WORK TO DO: Starting with the first line of the data below and ending with the line that contains "pixel 287 444", put each line into a JSON list as its own string, leaving out any blank lines.

----

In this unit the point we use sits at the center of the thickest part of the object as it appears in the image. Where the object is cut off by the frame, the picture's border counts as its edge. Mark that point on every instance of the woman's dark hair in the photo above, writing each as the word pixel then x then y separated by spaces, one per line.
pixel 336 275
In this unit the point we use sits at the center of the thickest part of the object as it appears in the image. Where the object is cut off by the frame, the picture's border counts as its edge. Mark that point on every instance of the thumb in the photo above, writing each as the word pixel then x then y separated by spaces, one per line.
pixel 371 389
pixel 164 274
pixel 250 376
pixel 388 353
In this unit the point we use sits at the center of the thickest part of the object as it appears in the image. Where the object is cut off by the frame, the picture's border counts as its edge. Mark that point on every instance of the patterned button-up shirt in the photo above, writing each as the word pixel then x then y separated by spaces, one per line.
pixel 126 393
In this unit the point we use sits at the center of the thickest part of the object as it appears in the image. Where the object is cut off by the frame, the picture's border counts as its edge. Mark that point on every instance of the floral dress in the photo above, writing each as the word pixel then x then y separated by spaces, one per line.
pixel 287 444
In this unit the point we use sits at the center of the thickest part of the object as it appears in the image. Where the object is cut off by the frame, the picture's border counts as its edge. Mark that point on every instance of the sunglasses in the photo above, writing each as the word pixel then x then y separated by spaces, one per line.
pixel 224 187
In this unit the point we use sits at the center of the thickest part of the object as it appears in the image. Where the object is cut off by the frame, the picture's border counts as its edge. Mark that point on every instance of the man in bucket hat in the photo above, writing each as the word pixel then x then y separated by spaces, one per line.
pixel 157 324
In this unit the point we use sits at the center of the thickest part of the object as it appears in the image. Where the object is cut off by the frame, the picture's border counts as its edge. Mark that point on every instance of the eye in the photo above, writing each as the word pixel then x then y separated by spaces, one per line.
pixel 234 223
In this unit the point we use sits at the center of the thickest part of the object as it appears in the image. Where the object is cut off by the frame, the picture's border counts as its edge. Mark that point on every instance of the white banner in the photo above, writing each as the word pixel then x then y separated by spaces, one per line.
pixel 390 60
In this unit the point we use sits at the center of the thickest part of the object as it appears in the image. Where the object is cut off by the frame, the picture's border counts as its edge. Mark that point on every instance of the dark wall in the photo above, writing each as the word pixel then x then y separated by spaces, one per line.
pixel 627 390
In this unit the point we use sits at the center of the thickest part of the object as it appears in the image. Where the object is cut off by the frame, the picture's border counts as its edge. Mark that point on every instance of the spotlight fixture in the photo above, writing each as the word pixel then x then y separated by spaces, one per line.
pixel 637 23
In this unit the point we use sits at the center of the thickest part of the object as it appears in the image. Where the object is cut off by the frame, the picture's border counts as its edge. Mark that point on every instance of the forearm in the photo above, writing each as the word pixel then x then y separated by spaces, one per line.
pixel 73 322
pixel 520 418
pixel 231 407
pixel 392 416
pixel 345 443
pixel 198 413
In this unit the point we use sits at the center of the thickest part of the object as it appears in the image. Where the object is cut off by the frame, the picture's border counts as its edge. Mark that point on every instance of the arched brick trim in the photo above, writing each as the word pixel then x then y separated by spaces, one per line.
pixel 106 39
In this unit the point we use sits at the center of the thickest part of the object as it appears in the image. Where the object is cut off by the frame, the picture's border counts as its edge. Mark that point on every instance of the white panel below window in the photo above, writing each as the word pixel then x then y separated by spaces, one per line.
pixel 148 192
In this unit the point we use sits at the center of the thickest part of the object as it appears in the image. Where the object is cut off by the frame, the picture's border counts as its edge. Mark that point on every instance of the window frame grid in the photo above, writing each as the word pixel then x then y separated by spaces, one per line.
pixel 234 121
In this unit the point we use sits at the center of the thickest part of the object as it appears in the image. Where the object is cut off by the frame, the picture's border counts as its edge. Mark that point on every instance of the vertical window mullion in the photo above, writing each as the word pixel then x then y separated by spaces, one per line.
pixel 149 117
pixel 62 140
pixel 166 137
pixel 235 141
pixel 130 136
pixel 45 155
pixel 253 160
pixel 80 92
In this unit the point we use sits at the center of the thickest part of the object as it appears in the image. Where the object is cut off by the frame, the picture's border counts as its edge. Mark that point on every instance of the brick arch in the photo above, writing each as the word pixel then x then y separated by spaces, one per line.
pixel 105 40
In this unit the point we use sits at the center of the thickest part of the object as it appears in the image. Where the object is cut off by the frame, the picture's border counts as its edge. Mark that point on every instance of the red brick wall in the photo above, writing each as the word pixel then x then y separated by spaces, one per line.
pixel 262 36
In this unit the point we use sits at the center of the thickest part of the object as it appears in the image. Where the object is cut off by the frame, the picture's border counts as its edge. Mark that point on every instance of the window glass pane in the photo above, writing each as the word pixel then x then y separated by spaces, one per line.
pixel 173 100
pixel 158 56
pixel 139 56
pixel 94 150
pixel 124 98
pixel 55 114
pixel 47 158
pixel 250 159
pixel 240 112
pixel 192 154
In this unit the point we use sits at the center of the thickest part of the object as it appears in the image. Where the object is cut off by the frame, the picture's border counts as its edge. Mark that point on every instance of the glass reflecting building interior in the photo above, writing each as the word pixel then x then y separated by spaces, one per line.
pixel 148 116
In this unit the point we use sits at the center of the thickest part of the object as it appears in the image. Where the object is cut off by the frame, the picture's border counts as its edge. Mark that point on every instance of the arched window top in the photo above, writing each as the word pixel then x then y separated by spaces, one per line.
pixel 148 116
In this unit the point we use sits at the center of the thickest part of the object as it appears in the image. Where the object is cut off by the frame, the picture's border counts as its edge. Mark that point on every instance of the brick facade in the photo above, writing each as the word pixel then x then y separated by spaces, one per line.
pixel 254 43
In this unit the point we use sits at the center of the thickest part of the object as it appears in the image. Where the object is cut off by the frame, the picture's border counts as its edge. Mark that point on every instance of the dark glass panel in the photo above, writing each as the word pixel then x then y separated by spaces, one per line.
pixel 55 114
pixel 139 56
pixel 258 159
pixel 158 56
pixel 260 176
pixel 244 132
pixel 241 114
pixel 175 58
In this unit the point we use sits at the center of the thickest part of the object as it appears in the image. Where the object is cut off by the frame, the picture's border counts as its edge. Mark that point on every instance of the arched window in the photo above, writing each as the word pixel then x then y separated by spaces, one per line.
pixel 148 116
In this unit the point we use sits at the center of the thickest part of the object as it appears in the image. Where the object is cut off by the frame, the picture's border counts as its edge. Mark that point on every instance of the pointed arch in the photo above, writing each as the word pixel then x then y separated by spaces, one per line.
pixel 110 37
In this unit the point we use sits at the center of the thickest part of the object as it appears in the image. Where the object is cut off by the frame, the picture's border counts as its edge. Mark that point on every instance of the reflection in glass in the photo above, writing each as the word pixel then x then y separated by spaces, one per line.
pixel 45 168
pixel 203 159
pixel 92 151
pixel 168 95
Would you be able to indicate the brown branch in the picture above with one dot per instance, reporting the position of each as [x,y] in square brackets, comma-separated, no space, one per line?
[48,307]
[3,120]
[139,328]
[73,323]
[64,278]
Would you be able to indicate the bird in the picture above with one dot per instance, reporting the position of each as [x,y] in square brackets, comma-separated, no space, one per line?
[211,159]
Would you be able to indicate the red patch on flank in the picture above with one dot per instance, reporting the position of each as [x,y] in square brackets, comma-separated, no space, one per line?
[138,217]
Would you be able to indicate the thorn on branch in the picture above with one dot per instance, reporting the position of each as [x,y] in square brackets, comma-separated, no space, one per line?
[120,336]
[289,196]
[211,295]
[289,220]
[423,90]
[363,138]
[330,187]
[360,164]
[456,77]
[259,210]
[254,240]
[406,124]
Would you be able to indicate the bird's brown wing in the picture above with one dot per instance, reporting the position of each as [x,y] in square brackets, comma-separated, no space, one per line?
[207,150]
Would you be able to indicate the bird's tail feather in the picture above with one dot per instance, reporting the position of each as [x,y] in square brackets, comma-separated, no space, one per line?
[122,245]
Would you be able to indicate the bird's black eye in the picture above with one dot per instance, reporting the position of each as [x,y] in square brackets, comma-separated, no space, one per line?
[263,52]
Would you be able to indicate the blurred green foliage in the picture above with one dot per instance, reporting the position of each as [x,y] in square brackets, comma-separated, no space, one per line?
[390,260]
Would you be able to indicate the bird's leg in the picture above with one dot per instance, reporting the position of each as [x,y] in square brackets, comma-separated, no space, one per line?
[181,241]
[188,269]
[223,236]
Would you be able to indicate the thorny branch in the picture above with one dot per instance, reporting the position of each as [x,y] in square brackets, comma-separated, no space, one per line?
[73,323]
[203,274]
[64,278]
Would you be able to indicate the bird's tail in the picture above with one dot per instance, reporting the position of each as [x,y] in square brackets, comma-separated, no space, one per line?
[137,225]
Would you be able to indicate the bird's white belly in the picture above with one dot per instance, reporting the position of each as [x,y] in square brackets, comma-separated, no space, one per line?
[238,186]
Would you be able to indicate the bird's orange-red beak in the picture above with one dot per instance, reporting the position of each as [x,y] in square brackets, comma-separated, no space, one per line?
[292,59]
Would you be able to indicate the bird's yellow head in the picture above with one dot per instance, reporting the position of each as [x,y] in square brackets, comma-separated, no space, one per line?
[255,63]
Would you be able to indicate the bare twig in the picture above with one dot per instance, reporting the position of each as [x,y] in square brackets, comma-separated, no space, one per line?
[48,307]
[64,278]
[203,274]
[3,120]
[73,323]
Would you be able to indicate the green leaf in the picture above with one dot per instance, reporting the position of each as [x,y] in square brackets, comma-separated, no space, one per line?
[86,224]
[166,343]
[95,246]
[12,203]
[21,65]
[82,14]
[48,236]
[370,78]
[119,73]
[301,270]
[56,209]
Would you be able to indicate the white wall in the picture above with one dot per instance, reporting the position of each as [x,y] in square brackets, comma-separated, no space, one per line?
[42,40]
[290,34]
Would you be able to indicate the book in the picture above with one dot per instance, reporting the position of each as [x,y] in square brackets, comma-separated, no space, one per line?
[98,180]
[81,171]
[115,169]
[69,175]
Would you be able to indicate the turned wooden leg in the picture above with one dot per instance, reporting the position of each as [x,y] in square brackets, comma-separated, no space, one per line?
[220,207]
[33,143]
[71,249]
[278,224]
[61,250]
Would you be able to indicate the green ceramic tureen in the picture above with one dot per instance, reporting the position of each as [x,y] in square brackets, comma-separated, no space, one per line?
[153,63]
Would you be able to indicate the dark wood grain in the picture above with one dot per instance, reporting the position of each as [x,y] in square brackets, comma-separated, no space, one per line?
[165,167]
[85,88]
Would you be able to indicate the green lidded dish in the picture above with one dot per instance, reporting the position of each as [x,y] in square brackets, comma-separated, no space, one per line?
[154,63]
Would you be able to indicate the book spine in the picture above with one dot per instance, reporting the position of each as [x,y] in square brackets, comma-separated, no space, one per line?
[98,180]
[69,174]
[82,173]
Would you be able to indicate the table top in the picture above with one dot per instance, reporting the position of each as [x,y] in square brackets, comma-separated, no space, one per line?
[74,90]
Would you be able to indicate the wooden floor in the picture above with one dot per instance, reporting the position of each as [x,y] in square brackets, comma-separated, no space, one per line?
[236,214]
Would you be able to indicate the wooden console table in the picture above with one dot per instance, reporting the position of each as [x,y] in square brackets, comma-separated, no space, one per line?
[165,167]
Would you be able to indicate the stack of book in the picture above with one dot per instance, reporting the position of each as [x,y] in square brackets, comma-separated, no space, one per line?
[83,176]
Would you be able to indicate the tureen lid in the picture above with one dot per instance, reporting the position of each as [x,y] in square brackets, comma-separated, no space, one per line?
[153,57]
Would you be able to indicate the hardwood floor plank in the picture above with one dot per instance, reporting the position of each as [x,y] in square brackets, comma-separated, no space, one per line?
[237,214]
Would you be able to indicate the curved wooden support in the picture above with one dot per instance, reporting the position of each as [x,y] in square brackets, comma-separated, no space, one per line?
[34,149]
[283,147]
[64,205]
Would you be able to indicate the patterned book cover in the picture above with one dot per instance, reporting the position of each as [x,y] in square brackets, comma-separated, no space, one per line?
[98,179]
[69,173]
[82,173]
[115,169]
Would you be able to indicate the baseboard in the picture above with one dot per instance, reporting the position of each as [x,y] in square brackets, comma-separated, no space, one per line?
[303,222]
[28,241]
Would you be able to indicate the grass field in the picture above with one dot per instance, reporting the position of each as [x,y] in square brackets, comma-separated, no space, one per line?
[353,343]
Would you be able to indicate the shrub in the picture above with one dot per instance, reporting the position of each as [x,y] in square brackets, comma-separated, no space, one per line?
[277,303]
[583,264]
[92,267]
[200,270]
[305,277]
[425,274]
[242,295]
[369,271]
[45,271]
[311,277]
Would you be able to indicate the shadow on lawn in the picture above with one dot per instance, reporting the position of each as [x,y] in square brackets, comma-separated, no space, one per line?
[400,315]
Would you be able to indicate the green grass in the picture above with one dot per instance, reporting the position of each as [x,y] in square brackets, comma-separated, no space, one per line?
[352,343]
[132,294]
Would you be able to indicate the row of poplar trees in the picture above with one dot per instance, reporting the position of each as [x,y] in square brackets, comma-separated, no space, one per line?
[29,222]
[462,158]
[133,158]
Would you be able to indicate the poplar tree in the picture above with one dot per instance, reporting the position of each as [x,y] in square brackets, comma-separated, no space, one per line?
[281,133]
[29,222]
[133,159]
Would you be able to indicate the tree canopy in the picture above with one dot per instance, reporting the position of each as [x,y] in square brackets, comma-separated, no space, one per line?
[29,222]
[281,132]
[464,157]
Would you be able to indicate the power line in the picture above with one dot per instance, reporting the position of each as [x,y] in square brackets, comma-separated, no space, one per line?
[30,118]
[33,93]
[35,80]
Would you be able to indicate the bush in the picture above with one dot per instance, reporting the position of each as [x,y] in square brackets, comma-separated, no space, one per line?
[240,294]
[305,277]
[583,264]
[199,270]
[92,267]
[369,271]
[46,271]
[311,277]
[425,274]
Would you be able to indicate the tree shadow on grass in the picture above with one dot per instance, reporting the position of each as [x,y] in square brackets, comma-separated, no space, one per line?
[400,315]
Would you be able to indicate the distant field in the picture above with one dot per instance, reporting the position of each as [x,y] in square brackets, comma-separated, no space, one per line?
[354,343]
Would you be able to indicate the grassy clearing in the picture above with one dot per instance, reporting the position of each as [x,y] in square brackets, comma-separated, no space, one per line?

----

SOLUTION:
[
  "In this unit the point we use sits at the center of the thickest part of the object as it appears in the image. Where the object is cut off by the frame, the picture's border counts as its edge. Mark that point on every instance of the woman's dark hair in the photo above, writing each as the word pixel then x then y separated by spaces, one per line.",
  "pixel 336 275",
  "In this unit the point we use sits at the center of the thickest part of the object as it appears in the image. Where the object is cut off by the frame, the picture's border counts as its edge. Mark that point on every instance of the thumb in the photo above, writing each as the word pixel then x then y separated by spaces, one per line.",
  "pixel 371 389",
  "pixel 164 274",
  "pixel 250 376",
  "pixel 388 353",
  "In this unit the point we use sits at the center of the thickest part of the object as it appears in the image. Where the object is cut off by the frame, the picture's border counts as its edge. Mark that point on every instance of the patterned button-up shirt in the photo above, writing each as the word pixel then x then y separated by spaces, one per line.",
  "pixel 126 393",
  "In this unit the point we use sits at the center of the thickest part of the object as it appears in the image. Where the object is cut off by the frame, the picture's border counts as its edge. Mark that point on every instance of the floral dress in the photo above, writing each as the word pixel then x then y separated by spaces, one per line.",
  "pixel 287 444"
]